TO BE DONE: Convert every line of the items below into a Markdown table with two columns, "Row" for a running row number and "Item line" for the line itself, leaving out blank lines.

DATA FOR PROCESSING:
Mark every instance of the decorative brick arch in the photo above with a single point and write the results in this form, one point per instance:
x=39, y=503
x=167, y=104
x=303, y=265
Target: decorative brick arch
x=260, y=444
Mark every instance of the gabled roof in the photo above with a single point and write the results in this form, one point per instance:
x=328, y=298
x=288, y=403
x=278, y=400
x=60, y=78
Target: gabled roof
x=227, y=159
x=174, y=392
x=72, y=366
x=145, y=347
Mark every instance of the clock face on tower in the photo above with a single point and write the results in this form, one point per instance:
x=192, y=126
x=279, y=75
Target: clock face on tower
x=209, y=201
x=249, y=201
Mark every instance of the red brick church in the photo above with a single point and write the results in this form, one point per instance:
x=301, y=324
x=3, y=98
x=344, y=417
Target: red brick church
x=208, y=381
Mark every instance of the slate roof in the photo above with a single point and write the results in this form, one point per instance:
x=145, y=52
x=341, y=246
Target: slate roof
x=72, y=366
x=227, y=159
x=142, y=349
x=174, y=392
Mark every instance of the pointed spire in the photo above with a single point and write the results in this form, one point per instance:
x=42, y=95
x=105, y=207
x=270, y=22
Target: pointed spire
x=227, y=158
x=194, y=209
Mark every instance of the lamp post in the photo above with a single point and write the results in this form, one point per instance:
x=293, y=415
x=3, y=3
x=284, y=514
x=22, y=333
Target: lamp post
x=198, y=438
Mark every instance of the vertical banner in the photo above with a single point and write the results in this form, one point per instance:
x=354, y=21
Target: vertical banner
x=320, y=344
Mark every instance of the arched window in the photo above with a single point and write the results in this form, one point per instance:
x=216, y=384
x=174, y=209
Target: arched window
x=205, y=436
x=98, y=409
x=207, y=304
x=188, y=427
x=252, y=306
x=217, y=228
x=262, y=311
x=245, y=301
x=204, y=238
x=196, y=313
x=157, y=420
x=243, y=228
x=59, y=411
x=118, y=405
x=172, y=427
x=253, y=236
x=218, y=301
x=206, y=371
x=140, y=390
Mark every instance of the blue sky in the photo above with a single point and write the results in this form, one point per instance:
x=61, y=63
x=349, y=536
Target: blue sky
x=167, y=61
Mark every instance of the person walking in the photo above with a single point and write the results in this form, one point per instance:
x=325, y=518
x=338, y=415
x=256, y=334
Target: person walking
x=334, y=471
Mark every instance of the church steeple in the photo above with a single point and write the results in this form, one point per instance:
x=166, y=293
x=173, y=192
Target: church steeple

WRITTEN RESPONSE:
| Row | Item line |
|---|---|
| 1 | Mark every instance of the decorative brick arch in the photo above with a single point and write the results in this form, one point per instance: |
| 2 | x=39, y=503 |
| 3 | x=167, y=104 |
| 4 | x=303, y=265 |
| 5 | Target: decorative brick arch |
| 6 | x=260, y=444 |
| 7 | Mark every instance of the gabled roof in the photo above with a single point and write the results in this form, one point per instance: |
| 8 | x=328, y=298 |
| 9 | x=288, y=403 |
| 10 | x=278, y=400 |
| 11 | x=60, y=78 |
| 12 | Target: gabled roof |
| 13 | x=227, y=159 |
| 14 | x=174, y=392 |
| 15 | x=72, y=366 |
| 16 | x=145, y=347 |
| 17 | Mark every instance of the clock face on tower in the photo above with a single point and write the results in this form, one point per instance: |
| 18 | x=192, y=126 |
| 19 | x=279, y=75 |
| 20 | Target: clock face on tower |
| 21 | x=209, y=201 |
| 22 | x=249, y=201 |
| 23 | Mark every instance of the red brick church in the photo above with a single point and write the results in this form, one point per instance: |
| 24 | x=301, y=324 |
| 25 | x=3, y=98 |
| 26 | x=344, y=417 |
| 27 | Target: red brick church |
| 28 | x=208, y=381 |
| 29 | Mark every instance of the slate roof in the photo above with a single point and write the results in this form, one point per instance: |
| 30 | x=145, y=52 |
| 31 | x=341, y=246 |
| 32 | Target: slate roof |
| 33 | x=72, y=366 |
| 34 | x=227, y=159 |
| 35 | x=142, y=349 |
| 36 | x=174, y=392 |
| 37 | Mark every instance of the pointed spire in the photo above with a single point and write the results in this form, one point per instance: |
| 38 | x=42, y=95 |
| 39 | x=105, y=207 |
| 40 | x=270, y=22 |
| 41 | Target: pointed spire |
| 42 | x=227, y=158 |
| 43 | x=194, y=209 |
| 44 | Mark every instance of the lamp post in the photo above with a single point and write the results in this form, one point per instance: |
| 45 | x=293, y=415 |
| 46 | x=3, y=3 |
| 47 | x=284, y=514 |
| 48 | x=22, y=333 |
| 49 | Target: lamp post |
| 50 | x=198, y=438 |
| 51 | Mark every instance of the vertical banner in the photo above with a single point and write the results in this form, one point per instance: |
| 52 | x=354, y=21 |
| 53 | Target: vertical banner |
| 54 | x=320, y=344 |
| 55 | Mark every instance of the arched window in the photo above with a single point and write the results in this form, one point per instance: |
| 56 | x=216, y=384 |
| 57 | x=174, y=209 |
| 58 | Target: arched window |
| 59 | x=205, y=436 |
| 60 | x=98, y=409 |
| 61 | x=207, y=304 |
| 62 | x=188, y=427 |
| 63 | x=252, y=306 |
| 64 | x=217, y=228 |
| 65 | x=262, y=311 |
| 66 | x=245, y=301 |
| 67 | x=204, y=238 |
| 68 | x=196, y=313 |
| 69 | x=157, y=420 |
| 70 | x=243, y=228 |
| 71 | x=59, y=411 |
| 72 | x=118, y=405 |
| 73 | x=172, y=427 |
| 74 | x=253, y=236 |
| 75 | x=218, y=301 |
| 76 | x=206, y=371 |
| 77 | x=140, y=390 |
| 78 | Mark every instance of the blue sky in the photo above with a single point and write the results in this form, one point per instance: |
| 79 | x=61, y=63 |
| 80 | x=349, y=536 |
| 81 | Target: blue sky |
| 82 | x=167, y=61 |
| 83 | Mark every instance of the person walking in the photo above with a single point and write the results in this form, one point per instance: |
| 84 | x=325, y=518 |
| 85 | x=338, y=415 |
| 86 | x=256, y=334 |
| 87 | Target: person walking |
| 88 | x=334, y=471 |
| 89 | Mark every instance of the church steeple in the photo above with a single point and write the results in this form, one point per instance: |
| 90 | x=166, y=293 |
| 91 | x=173, y=192 |
| 92 | Target: church steeple |